_Work instructions:_
Please reproduce the listing below line for line, with nothing changed.

▼

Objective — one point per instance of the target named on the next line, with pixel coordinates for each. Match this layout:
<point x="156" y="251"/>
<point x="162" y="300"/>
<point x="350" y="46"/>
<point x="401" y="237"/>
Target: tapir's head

▲

_Answer in full:_
Objective — one point per instance of the target named on the next line, with pixel coordinates for each. Match this layout:
<point x="156" y="251"/>
<point x="162" y="300"/>
<point x="350" y="46"/>
<point x="401" y="237"/>
Target: tapir's head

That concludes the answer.